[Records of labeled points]
-- -- --

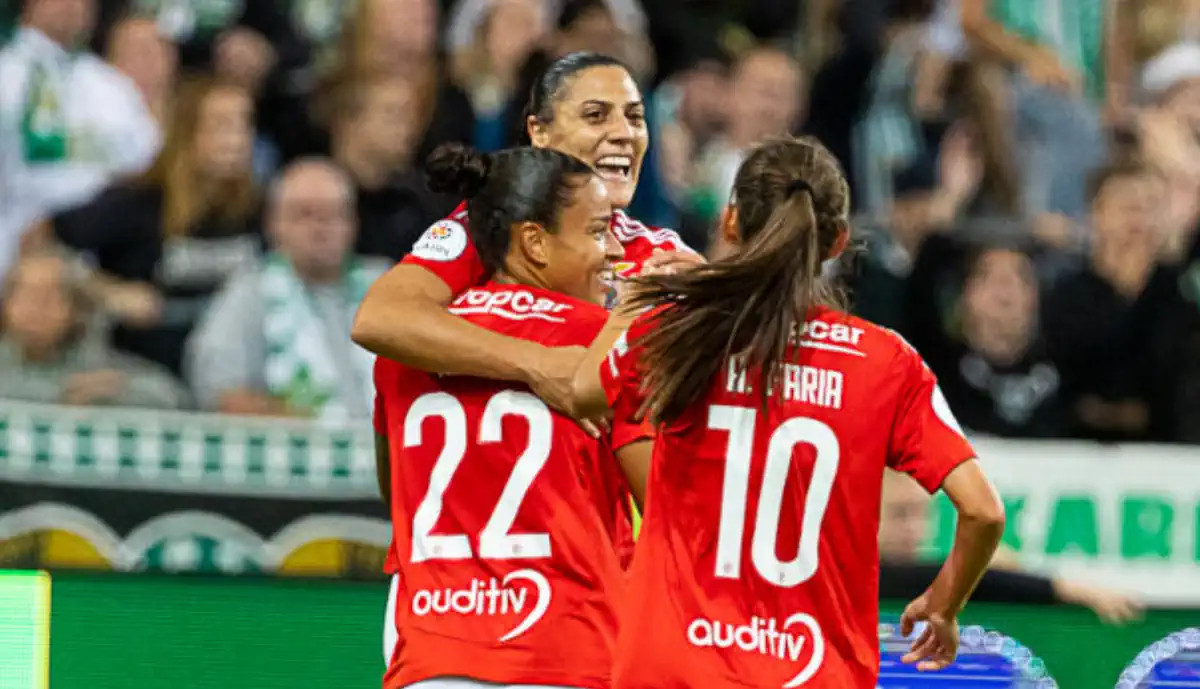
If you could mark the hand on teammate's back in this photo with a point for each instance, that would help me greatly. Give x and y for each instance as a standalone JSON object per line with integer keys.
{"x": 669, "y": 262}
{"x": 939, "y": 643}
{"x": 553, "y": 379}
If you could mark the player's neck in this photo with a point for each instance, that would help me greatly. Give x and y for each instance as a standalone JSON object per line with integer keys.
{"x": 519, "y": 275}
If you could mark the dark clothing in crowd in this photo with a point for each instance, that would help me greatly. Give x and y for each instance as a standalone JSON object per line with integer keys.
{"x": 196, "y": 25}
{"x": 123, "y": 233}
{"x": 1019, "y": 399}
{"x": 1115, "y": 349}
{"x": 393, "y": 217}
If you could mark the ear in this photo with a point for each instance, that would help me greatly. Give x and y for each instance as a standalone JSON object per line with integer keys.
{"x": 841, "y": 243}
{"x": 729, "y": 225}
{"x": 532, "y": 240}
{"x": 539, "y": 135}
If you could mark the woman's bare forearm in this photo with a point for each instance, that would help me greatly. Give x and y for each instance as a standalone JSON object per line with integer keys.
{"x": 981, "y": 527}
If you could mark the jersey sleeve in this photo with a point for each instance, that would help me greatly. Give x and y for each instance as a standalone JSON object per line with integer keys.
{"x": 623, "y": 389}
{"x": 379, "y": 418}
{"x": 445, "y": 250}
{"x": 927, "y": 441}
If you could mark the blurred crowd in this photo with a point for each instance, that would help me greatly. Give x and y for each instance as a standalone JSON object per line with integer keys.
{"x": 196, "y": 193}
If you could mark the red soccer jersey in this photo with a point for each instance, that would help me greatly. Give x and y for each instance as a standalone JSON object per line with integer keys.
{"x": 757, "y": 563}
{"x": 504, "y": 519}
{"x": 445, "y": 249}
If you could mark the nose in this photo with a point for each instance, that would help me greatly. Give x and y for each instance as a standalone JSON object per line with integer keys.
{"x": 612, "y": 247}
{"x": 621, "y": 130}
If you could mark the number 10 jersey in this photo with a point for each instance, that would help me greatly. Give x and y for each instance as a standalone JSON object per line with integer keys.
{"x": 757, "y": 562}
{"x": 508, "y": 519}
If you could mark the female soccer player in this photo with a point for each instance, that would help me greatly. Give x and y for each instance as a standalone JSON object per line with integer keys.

-- -- --

Do this: Could you write out all the records again with "that would be very useful" substituted for every "that would help me greatly", changing nothing else and leaving out the pictures?

Correct output:
If you could mark the hand on teammate's back in this photo with a point for each instance, that would be very useful. Give x and y for each instance as a standalone JSON object per line with integer keys.
{"x": 669, "y": 262}
{"x": 939, "y": 643}
{"x": 553, "y": 379}
If you could mark the player's neck in this photo with a point for each instance, that would be very useful. Give x and y for each instance as a standalone JSON object per line with integer keys.
{"x": 519, "y": 275}
If you could mark the dark clothing in crowd in this photo with a point for each instance, that would be very useful. Give x and y for each instance as a standalone JSON object per line with integer keys.
{"x": 196, "y": 25}
{"x": 123, "y": 233}
{"x": 1019, "y": 399}
{"x": 1115, "y": 349}
{"x": 393, "y": 217}
If you could mark the ear in this photo with a point for each instance, that would be very useful. Give x and y for each instance as a standalone JSON object per line with integer keys.
{"x": 841, "y": 243}
{"x": 729, "y": 225}
{"x": 532, "y": 240}
{"x": 539, "y": 135}
If you could mark the woman's bare forearm in this photo with a point for each instance, that would be very useful. Give x and y for each instance as a standalone JSON object per line with integer keys.
{"x": 981, "y": 527}
If you could mark the jersey sleeve in this photo with a point for each instance, that would be very useful. Give x and y for each instance as a standalone JSON object per line with integer keys.
{"x": 623, "y": 389}
{"x": 379, "y": 418}
{"x": 445, "y": 250}
{"x": 927, "y": 441}
If you could mark the blurred crowd in this photo with a point for each instance, that would be very useful. Give x and y for each instance as a standalone JSON object per line with integer keys.
{"x": 196, "y": 193}
If you could mark the red soccer jersey in this photo with a point for each instance, that would be very useful. Give x and y for each instance as a standalone JSON object per line with integer keys.
{"x": 757, "y": 563}
{"x": 504, "y": 519}
{"x": 445, "y": 249}
If you could mark the nose in this photo with a point for each instance, that would be very useful. Give x and y for each instance as a standalone JSON object per line with integer keys.
{"x": 612, "y": 247}
{"x": 621, "y": 130}
If you could mark the number 10 jersey in this photo with a point for each instance, that would be very useful. Give x and y for each instance as a standalone JSON object per line with integer keys.
{"x": 757, "y": 562}
{"x": 508, "y": 519}
If you could mark the female soccer player in this photo with a point for each instance, that would be very useful. Give x and y for each instance as a standalone JSON object per line with integer keys.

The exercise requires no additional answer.